SCROLL DOWN FOR SEPTEMBER 7 AND SEPTEMBER 14

Welcome to Hunger Sermon Starters!
 
The lessons for each Sunday in the church year proclaim God’s grace in Jesus Christ. Also derived from a Sunday’s texts are lessons for the Christ-inspired and Christ-like life of God’s people. The comments here will help you find hunger-related threads –sermon starters – among the themes of this day’s texts. (We're presuming you have already done your exegetical work on the texts.) God bless your proclamation (and teaching) of what is most certainly true! 

Sunday, September 7, 2008
17th Sunday after Pentecost

Ezekiel 33:7-11
Psalm 119:33-40 (35)
Romans 13:8-14
Matthew 18:15-20
 
A prayer, by Walter Brueggemann, from “Awed to Heaven, Rooted in Earth”
 
With you it is never “more or less”
 
“We will be your faithful people –
                                    more or less
We will love you with all of our hearts –
                                    perhaps
We will love our neighbor as ourselves
                                    maybe.
We are grateful that with you it is
                                    never ‘more or less’
                                    ‘perhaps,’ or
                                    ‘maybe.’
With you it is never ‘yes or no,’
                                    but always ‘yes’ – clear, direct,
                                    unambiguous, trustworthy.

-- Entries from an annotation dataset --
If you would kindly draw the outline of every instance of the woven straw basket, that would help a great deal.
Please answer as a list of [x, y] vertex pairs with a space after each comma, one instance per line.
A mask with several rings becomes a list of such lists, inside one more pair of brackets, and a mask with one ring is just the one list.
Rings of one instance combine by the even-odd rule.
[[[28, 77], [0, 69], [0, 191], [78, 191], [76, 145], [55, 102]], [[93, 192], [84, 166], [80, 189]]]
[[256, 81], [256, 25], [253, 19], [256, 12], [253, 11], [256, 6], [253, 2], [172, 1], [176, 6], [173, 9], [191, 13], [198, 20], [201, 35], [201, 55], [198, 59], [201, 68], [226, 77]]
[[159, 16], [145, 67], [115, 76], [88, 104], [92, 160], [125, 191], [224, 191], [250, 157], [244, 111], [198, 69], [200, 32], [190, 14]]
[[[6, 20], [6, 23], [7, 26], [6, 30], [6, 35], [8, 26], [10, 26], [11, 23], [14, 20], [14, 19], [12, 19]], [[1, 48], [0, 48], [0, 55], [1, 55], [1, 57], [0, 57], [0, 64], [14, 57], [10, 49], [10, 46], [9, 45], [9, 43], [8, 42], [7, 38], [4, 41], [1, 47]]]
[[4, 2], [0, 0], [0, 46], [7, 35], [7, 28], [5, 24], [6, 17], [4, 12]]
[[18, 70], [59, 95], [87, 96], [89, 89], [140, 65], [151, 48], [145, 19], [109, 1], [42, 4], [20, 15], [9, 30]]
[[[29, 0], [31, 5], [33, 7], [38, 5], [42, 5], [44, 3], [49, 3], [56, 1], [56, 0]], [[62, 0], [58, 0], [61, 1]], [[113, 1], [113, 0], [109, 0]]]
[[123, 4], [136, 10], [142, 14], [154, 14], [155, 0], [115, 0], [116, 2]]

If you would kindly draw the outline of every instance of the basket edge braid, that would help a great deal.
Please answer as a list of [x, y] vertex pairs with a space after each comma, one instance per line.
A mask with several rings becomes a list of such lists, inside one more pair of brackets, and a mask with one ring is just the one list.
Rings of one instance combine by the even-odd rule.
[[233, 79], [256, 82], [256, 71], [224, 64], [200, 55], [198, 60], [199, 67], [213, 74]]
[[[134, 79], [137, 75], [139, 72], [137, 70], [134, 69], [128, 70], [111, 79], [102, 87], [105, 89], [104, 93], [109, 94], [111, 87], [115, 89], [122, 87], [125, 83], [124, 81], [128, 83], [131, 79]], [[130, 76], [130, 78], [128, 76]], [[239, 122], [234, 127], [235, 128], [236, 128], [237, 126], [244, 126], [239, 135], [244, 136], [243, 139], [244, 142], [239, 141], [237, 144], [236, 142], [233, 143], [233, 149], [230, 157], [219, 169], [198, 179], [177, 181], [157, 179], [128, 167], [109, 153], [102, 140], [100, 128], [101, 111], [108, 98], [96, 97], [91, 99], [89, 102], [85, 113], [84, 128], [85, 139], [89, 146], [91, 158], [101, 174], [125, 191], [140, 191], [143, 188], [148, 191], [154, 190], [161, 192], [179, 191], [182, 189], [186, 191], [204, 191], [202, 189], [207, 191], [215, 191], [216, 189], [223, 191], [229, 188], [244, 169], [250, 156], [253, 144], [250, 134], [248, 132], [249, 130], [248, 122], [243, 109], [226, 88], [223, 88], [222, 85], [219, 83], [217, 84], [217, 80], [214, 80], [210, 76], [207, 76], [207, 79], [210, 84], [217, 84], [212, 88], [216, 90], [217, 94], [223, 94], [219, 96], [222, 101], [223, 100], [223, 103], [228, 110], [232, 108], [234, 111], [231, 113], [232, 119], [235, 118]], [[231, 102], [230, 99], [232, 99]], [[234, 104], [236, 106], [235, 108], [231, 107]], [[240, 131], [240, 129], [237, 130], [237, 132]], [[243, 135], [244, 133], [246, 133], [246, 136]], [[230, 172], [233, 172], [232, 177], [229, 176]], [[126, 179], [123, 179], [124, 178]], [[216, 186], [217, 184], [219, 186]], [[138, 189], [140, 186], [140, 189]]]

-- Problems to work on --
**A)** Write out the part of the sermon-starter page starting with "Welcome to Hunger" and going on through "most certainly true!".
**B)** Give the entries as a Markdown table with the columns Number and Entry line, starting with the first line of the entries and going on through the line with "0], [116, 2]]". Leave out blank lines.
The sermon-starter page and the entries have no connection to each other.

-- The results --
**A)**
Welcome to Hunger Sermon Starters!
 
The lessons for each Sunday in the church year proclaim God’s grace in Jesus Christ. Also derived from a Sunday’s texts are lessons for the Christ-inspired and Christ-like life of God’s people. The comments here will help you find hunger-related threads –sermon starters – among the themes of this day’s texts. (We're presuming you have already done your exegetical work on the texts.) God bless your proclamation (and teaching) of what is most certainly true!

**B)**
| Number | Entry line |
|---|---|
| 1 | If you would kindly draw the outline of every instance of the woven straw basket, that would help a great deal. |
| 2 | Please answer as a list of [x, y] vertex pairs with a space after each comma, one instance per line. |
| 3 | A mask with several rings becomes a list of such lists, inside one more pair of brackets, and a mask with one ring is just the one list. |
| 4 | Rings of one instance combine by the even-odd rule. |
| 5 | [[[28, 77], [0, 69], [0, 191], [78, 191], [76, 145], [55, 102]], [[93, 192], [84, 166], [80, 189]]] |
| 6 | [[256, 81], [256, 25], [253, 19], [256, 12], [253, 11], [256, 6], [253, 2], [172, 1], [176, 6], [173, 9], [191, 13], [198, 20], [201, 35], [201, 55], [198, 59], [201, 68], [226, 77]] |
| 7 | [[159, 16], [145, 67], [115, 76], [88, 104], [92, 160], [125, 191], [224, 191], [250, 157], [244, 111], [198, 69], [200, 32], [190, 14]] |
| 8 | [[[6, 20], [6, 23], [7, 26], [6, 30], [6, 35], [8, 26], [10, 26], [11, 23], [14, 20], [14, 19], [12, 19]], [[1, 48], [0, 48], [0, 55], [1, 55], [1, 57], [0, 57], [0, 64], [14, 57], [10, 49], [10, 46], [9, 45], [9, 43], [8, 42], [7, 38], [4, 41], [1, 47]]] |
| 9 | [[4, 2], [0, 0], [0, 46], [7, 35], [7, 28], [5, 24], [6, 17], [4, 12]] |
| 10 | [[18, 70], [59, 95], [87, 96], [89, 89], [140, 65], [151, 48], [145, 19], [109, 1], [42, 4], [20, 15], [9, 30]] |
| 11 | [[[29, 0], [31, 5], [33, 7], [38, 5], [42, 5], [44, 3], [49, 3], [56, 1], [56, 0]], [[62, 0], [58, 0], [61, 1]], [[113, 1], [113, 0], [109, 0]]] |
| 12 | [[123, 4], [136, 10], [142, 14], [154, 14], [155, 0], [115, 0], [116, 2]] |